Task to carry out
Reproduce every line of the material below without changing anything.

Collected data entries

[Start of section]

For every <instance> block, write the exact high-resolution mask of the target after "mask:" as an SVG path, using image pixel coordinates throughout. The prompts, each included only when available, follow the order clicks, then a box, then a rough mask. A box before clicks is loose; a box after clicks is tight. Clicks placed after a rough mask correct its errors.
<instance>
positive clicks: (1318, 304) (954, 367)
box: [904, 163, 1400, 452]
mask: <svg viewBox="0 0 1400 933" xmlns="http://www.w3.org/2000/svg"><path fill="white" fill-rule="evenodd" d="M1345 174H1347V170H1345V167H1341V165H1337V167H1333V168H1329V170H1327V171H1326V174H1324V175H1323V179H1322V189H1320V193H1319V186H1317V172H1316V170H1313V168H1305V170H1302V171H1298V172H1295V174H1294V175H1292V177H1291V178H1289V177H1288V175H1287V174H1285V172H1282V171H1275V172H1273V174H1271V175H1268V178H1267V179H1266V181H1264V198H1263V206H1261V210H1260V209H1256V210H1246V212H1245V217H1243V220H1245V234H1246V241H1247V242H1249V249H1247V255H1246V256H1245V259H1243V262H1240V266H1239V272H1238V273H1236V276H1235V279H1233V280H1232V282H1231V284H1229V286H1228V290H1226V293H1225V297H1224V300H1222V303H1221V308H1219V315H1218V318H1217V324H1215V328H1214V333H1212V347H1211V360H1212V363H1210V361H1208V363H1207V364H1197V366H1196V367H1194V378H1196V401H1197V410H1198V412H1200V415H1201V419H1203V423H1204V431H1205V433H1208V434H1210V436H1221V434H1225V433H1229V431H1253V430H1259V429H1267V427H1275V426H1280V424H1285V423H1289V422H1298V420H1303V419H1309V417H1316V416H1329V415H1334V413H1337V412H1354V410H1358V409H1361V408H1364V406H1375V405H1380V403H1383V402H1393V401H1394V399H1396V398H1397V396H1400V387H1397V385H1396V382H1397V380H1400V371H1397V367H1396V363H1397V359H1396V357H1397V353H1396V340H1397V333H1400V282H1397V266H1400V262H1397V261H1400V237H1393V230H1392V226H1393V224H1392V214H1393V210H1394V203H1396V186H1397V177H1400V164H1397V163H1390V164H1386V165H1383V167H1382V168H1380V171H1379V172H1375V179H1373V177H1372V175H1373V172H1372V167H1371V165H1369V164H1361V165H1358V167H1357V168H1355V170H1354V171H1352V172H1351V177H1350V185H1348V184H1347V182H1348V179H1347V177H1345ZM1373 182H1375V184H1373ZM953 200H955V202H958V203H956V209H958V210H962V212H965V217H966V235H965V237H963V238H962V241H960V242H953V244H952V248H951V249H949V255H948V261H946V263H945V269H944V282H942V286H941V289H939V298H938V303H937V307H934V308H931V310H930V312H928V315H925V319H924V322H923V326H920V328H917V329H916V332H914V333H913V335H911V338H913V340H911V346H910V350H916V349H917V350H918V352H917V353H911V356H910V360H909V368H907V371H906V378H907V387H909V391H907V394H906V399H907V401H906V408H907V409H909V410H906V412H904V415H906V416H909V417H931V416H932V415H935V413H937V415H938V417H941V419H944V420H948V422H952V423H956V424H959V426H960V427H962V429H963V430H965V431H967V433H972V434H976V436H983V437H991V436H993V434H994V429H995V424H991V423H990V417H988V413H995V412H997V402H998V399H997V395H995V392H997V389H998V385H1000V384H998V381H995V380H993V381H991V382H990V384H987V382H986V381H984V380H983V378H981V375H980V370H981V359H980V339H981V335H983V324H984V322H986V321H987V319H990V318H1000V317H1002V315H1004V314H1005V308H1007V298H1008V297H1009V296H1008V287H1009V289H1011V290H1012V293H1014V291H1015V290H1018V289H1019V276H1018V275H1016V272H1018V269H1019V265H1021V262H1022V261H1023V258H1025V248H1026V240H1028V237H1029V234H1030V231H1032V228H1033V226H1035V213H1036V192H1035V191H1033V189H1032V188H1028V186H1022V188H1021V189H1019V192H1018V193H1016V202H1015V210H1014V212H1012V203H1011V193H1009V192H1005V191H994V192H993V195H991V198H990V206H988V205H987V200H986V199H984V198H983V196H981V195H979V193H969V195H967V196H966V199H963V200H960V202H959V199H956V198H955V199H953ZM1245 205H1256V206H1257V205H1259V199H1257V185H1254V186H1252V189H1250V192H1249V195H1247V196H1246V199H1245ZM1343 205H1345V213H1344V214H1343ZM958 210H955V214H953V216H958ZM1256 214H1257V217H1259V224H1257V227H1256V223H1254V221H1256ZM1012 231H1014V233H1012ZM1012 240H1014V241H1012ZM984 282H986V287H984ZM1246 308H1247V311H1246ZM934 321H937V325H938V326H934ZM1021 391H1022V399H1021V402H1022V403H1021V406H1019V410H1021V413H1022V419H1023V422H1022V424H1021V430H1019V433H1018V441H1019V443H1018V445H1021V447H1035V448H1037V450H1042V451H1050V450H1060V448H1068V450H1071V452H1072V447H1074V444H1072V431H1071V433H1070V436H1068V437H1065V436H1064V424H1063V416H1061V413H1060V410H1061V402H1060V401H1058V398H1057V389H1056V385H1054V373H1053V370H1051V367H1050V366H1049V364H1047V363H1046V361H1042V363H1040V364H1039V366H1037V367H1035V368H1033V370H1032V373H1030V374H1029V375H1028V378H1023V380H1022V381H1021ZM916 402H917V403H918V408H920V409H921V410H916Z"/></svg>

[End of section]

Response
For every <instance> block, write the exact high-resolution mask of the target after "mask:" as an SVG path, using image pixel coordinates throughout. The prompts, each included only when available, follow the order clicks, then a box, then a rough mask. A box before clicks is loose; a box after clicks is tight. Clicks placed after a rough mask correct its errors.
<instance>
positive clicks: (1318, 304) (954, 367)
box: [904, 163, 1400, 452]
mask: <svg viewBox="0 0 1400 933" xmlns="http://www.w3.org/2000/svg"><path fill="white" fill-rule="evenodd" d="M1345 174H1347V170H1345V167H1341V165H1337V167H1333V168H1329V170H1327V171H1326V174H1324V175H1323V179H1322V189H1320V193H1319V186H1317V172H1316V170H1313V168H1305V170H1302V171H1298V172H1295V174H1294V175H1292V177H1291V178H1289V177H1288V175H1287V174H1285V172H1282V171H1275V172H1273V174H1271V175H1268V178H1267V179H1266V181H1264V198H1263V206H1261V210H1260V209H1256V210H1246V212H1245V217H1243V220H1245V234H1246V241H1247V242H1249V249H1247V255H1246V256H1245V259H1243V262H1240V266H1239V272H1238V273H1236V276H1235V279H1233V280H1232V282H1231V284H1229V286H1228V290H1226V293H1225V297H1224V300H1222V303H1221V308H1219V315H1218V318H1217V324H1215V328H1214V333H1212V347H1211V360H1212V363H1210V361H1208V363H1207V364H1197V366H1196V367H1194V378H1196V401H1197V410H1198V412H1200V415H1201V419H1203V423H1204V431H1205V433H1208V434H1210V436H1221V434H1225V433H1229V431H1253V430H1259V429H1267V427H1275V426H1280V424H1285V423H1289V422H1298V420H1303V419H1309V417H1316V416H1329V415H1334V413H1337V412H1354V410H1358V409H1361V408H1364V406H1375V405H1380V403H1383V402H1393V401H1394V399H1396V398H1397V396H1400V387H1397V385H1396V382H1397V380H1400V371H1397V367H1396V363H1397V359H1396V357H1397V353H1396V340H1397V333H1400V282H1397V266H1400V262H1397V261H1400V237H1393V230H1392V226H1393V224H1392V214H1393V210H1394V203H1396V186H1397V177H1400V164H1397V163H1390V164H1386V165H1383V167H1382V168H1380V171H1379V172H1375V179H1373V177H1372V175H1373V172H1372V167H1371V165H1369V164H1361V165H1358V167H1357V168H1355V170H1354V171H1352V172H1351V177H1350V185H1348V184H1347V182H1348V179H1347V177H1345ZM1373 182H1375V184H1373ZM953 200H955V202H958V203H956V209H958V210H962V212H965V217H966V235H965V237H963V238H962V241H960V242H953V244H952V248H951V249H949V255H948V261H946V263H945V269H944V282H942V286H941V289H939V298H938V303H937V307H934V308H931V310H930V312H928V315H925V319H924V322H923V326H920V328H917V329H916V332H914V333H913V335H911V338H913V340H911V346H910V350H916V349H917V350H918V352H917V353H911V356H910V360H909V368H907V371H906V378H907V387H909V391H907V394H906V399H907V401H906V408H907V409H909V410H906V412H904V415H906V416H909V417H931V416H932V415H935V413H937V415H938V417H941V419H944V420H948V422H952V423H956V424H959V426H960V427H962V429H963V430H965V431H967V433H972V434H976V436H983V437H991V436H993V434H994V429H995V424H991V423H990V417H988V413H995V412H997V402H998V399H997V395H995V392H997V389H998V385H1000V384H998V381H995V380H993V381H991V382H990V384H987V382H986V381H984V380H983V378H981V375H980V370H981V359H980V339H981V335H983V324H984V322H986V321H987V319H990V318H1000V317H1002V315H1004V314H1005V308H1007V298H1008V297H1009V296H1008V287H1009V289H1011V290H1012V293H1014V291H1015V290H1018V289H1019V276H1018V275H1016V272H1018V269H1019V265H1021V262H1022V261H1023V258H1025V248H1026V240H1028V237H1029V234H1030V231H1032V228H1033V226H1035V213H1036V192H1035V191H1033V189H1032V188H1028V186H1022V188H1021V189H1019V192H1018V193H1016V202H1015V210H1014V212H1012V203H1011V193H1009V192H1005V191H994V192H993V195H991V198H990V206H988V205H987V200H986V199H984V198H983V196H981V195H979V193H969V195H967V196H966V199H963V200H960V202H959V199H956V198H955V199H953ZM1245 205H1256V206H1257V205H1259V199H1257V185H1254V186H1252V189H1250V192H1249V195H1247V196H1246V199H1245ZM1343 205H1345V213H1344V214H1343ZM958 210H955V214H953V216H958ZM1256 214H1257V217H1259V224H1257V227H1256V223H1254V221H1256ZM1012 231H1014V233H1012ZM1012 240H1014V241H1012ZM984 282H986V287H984ZM1246 308H1247V311H1246ZM934 321H937V325H938V326H934ZM1021 391H1022V399H1021V402H1022V403H1021V406H1019V410H1021V413H1022V419H1023V422H1022V424H1021V430H1019V433H1018V441H1019V443H1018V445H1021V447H1035V448H1037V450H1042V451H1050V450H1060V448H1068V450H1071V452H1072V447H1074V444H1072V431H1071V433H1070V436H1068V437H1065V436H1064V424H1063V416H1061V413H1060V410H1061V402H1060V401H1058V398H1057V389H1056V385H1054V373H1053V370H1051V367H1050V366H1049V364H1047V363H1046V361H1042V363H1040V364H1039V366H1037V367H1035V368H1033V370H1032V373H1030V374H1029V375H1028V378H1023V380H1022V381H1021ZM916 402H917V403H918V408H920V409H921V410H916Z"/></svg>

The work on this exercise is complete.